- **Stated exercise 1**:
Which website does the differential equations thread recommend for calculating answers?

- **Selected text**:
For dy+2ydx=e^(-4x)dx I got.... y=-1/2e^(-4x)+ce^(-2x)

- anonymous

that's what I got..?

- anonymous

and thats the only other one I kind of guessed on. I do want to look at those though yes.

- anonymous

No I did that one myself

- anonymous

good

- anonymous

I think its right, not 100% sure though

- anonymous

It's right

- anonymous

if

- anonymous

it's the one I did before...and it is...it's right.

- anonymous

You're fine at this!

- anonymous

Oh ok, sorry I'm scattered. ok I'm submitting it!

- anonymous

What about your first question?

- anonymous

How much time do you have?

- anonymous

5 mins left

- anonymous

the first one was a practice but I do want to know how to do it

- anonymous

ok

- anonymous

How about....
is y'=2y(x-3) seperable

- anonymous

I said yes.

- anonymous

yes, separable

- anonymous

ok and 2xdx+ysinxdy=sinxdx

- anonymous

I got y^2=x-2sinx+C

- anonymous

that's separable too - is that how you solved it?

- anonymous

Yes

- anonymous

that one would have taken a bit of effort

- anonymous

Ok is y'=y/x y=cx

- anonymous

yes

- anonymous

ok well it looks all good then :)

- anonymous

Thank you so much for that man.....

- anonymous

that's okay - i hope you pass

- anonymous

have you heard of a site called wolframalpha?
www.wolframalpha.com

- anonymous

Ok so that original problem..

- anonymous

You can type in things and it will calculate, like your diff. eqs

- anonymous

but it won't show you what to do, that's the only thing

- anonymous

I have, I don't know how to type these kinds of problems in though.... could you show me how?

- anonymous

I'm just thinking, if you have more of these tests, you can have a look at that as a resource

- anonymous

I did use it before, I have 2 more tests actually.

- anonymous

y'-2y=e^(-4x)
is what you can type in for one of your d.e.'s above. It will give you the answer.

- anonymous

Use primes on the y's...

- anonymous

You don't have to tell it to solve for y; it guesses. If it doesn't, then it's a form it doesn't recognize.

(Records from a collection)
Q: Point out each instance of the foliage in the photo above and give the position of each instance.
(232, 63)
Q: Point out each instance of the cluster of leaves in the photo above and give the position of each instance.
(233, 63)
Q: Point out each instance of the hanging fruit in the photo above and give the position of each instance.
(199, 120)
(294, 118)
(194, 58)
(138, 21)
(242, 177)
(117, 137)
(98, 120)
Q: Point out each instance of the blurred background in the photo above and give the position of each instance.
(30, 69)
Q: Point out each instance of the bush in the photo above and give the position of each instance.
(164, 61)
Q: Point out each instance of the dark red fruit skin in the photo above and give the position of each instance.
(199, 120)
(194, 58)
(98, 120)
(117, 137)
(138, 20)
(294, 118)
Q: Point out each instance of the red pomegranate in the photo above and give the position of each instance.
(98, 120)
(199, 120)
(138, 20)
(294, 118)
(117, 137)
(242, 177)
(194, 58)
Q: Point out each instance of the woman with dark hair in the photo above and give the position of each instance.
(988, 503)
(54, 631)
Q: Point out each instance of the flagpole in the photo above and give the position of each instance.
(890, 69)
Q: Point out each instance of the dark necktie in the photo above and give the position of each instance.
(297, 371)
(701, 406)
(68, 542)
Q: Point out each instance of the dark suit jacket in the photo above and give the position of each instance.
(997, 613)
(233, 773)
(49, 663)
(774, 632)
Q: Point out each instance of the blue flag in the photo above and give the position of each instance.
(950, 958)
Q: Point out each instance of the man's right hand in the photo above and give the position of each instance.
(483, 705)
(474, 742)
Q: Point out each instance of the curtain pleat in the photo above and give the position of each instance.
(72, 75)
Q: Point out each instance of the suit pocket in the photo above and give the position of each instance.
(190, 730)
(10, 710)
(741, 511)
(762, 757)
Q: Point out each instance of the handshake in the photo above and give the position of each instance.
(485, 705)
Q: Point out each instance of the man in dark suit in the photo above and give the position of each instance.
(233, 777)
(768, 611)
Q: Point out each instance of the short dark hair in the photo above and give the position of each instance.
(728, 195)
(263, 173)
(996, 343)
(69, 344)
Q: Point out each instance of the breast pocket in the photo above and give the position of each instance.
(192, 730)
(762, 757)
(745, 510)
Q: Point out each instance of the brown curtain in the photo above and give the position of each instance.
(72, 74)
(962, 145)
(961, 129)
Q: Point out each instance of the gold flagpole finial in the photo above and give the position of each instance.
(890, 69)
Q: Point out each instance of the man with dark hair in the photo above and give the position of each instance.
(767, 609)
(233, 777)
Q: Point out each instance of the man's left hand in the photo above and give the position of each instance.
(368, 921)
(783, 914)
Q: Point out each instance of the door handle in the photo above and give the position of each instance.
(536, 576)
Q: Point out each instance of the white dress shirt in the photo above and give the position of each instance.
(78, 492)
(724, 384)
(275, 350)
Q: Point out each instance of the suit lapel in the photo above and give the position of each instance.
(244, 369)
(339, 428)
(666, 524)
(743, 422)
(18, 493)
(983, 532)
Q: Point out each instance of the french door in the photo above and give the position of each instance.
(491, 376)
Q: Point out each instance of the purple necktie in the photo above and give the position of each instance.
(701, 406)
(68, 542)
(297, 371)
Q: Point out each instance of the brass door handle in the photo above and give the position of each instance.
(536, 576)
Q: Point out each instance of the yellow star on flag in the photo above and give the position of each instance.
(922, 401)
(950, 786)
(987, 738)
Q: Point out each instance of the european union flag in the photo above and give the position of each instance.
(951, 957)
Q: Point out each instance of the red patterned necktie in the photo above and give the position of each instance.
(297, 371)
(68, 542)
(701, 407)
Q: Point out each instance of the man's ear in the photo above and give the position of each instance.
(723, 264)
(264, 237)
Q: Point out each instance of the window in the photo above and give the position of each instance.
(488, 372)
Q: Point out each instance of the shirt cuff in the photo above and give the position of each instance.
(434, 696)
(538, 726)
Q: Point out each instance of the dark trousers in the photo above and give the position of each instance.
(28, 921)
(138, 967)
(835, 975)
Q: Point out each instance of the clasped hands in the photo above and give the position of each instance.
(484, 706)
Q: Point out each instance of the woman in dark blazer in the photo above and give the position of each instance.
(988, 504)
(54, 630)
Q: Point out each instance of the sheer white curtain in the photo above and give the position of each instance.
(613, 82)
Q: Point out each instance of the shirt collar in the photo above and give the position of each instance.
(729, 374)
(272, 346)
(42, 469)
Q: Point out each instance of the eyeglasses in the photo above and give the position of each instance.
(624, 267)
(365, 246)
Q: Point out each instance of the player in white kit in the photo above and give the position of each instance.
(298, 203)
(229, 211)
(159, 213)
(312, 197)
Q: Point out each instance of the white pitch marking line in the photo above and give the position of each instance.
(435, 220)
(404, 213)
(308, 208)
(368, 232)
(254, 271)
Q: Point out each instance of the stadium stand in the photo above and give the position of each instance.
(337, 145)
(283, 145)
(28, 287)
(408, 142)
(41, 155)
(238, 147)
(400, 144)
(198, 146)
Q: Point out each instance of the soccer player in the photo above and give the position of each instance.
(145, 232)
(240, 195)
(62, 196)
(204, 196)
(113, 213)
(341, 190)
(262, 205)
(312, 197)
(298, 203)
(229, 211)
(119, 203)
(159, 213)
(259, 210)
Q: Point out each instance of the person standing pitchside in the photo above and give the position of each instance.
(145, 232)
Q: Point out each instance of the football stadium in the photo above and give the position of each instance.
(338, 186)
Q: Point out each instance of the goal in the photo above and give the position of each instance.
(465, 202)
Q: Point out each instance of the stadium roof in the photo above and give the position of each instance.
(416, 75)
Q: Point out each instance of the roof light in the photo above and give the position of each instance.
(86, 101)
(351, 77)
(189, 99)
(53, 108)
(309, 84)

- **Stated exercise 2**:
Show every line of the listing that contains the word "roof", with case counting.

- **Exercise solution 1**:
www.wolframalpha.com

- **Exercise solution 2**:
Q: Point out each instance of the stadium roof in the photo above and give the position of each instance.
Q: Point out each instance of the roof light in the photo above and give the position of each instance.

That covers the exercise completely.